TRECHO APRESENTADO:
────────────────────

23/Feb/2024
A Confederação Nacional da Agricultura e Pecuária (CNA) e a Associação Brasileira dos Produtores de Soja (Aprosoja) entraram com recurso no Supremo Tribunal Federal (STF) contra o acórdão da decisão que invalidou a tese do marco temporal para demarcação de terras indígenas. Para as entidades, o acórdão publicado na semana passada traz inconsistências em relação ao que foi decidido no plenário em 27 de setembro de 2023.
A CNA apontou que o ministro Edson Fachin, relator da ação, optou por "reescrever" as teses votadas e decididas no plenário e, assim, criou quadro de enorme confusão, discrepâncias e incoerências. A importância de tais diferenças sutis, aliás, torna-se evidente se se comparar cada voto proferido e cada escolha hermenêutica adotada pelos ministros do STF.

────────────────────

MATERIAL APRESENTADO:
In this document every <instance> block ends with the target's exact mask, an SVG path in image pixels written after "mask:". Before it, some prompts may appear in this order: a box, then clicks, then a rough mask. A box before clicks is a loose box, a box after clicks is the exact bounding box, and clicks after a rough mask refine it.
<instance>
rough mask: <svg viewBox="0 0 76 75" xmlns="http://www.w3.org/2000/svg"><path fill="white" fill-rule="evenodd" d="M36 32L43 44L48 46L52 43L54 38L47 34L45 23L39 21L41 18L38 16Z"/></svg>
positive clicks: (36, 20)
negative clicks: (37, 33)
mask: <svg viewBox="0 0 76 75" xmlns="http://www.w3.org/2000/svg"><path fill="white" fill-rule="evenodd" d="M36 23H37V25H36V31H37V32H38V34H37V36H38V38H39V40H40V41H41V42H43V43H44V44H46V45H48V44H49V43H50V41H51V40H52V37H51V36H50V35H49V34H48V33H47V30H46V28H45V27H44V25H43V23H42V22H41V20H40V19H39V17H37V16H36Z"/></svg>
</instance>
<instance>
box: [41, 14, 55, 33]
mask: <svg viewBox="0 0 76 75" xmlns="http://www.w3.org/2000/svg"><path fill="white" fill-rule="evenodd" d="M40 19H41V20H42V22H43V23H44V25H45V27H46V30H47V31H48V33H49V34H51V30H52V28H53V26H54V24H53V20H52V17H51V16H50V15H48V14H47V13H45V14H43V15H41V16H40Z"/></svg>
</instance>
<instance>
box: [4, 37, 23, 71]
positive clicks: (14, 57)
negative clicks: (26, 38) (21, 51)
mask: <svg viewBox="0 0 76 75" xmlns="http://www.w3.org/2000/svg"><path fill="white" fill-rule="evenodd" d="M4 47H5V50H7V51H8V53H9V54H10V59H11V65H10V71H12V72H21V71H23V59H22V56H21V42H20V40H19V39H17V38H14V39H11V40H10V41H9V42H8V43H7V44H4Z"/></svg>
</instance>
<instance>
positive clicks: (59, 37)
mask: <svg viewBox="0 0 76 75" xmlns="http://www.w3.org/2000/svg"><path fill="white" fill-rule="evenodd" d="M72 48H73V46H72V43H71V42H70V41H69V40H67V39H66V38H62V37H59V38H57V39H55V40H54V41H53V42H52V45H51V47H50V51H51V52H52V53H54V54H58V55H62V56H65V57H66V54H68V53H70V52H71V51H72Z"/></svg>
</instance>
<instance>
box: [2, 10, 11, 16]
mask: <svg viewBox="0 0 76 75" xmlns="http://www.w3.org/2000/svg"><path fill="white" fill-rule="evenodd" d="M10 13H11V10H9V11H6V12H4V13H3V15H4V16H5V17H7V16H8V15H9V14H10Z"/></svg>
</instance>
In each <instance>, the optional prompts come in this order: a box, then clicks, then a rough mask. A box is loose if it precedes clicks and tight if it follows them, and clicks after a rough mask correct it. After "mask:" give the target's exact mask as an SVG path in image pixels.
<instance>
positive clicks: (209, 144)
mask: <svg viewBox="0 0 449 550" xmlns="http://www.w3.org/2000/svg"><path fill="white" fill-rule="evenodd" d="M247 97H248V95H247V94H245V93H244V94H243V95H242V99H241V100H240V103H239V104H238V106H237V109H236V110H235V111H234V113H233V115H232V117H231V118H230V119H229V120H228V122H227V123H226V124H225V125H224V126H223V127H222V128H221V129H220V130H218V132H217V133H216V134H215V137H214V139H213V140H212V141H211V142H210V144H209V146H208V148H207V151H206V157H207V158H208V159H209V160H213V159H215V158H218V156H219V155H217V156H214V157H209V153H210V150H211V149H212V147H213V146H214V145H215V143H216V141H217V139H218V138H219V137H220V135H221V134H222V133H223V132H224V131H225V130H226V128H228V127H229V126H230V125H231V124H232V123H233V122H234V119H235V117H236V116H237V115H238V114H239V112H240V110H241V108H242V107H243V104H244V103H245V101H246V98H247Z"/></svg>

────────────────────

AÇÃO NECESSÁRIA:
Continue o texto sobre o recurso da CNA e da Aprosoja contra o acórdão do marco temporal, começando logo após a última frase do trecho apresentado.

RESULTADO:
O tom adotado, a construção das frases, o peso de cada colocação e a escolha de palavras aqui fazem todo o sentido. A Aprosoja também alegou que faltaram esclarecimentos a respeito do reassentamento dos agricultores que perderem suas terras. De nada adianta tomar a terra de um agricultor no sul do País e oferecer um reassentamento no norte do Brasil, visto que a forma de exploração da terra é totalmente diferente nas regiões, diz a associação na petição. Fonte: Broadcast Agro. Adaptado por Cogo Inteligência em Agronegócio.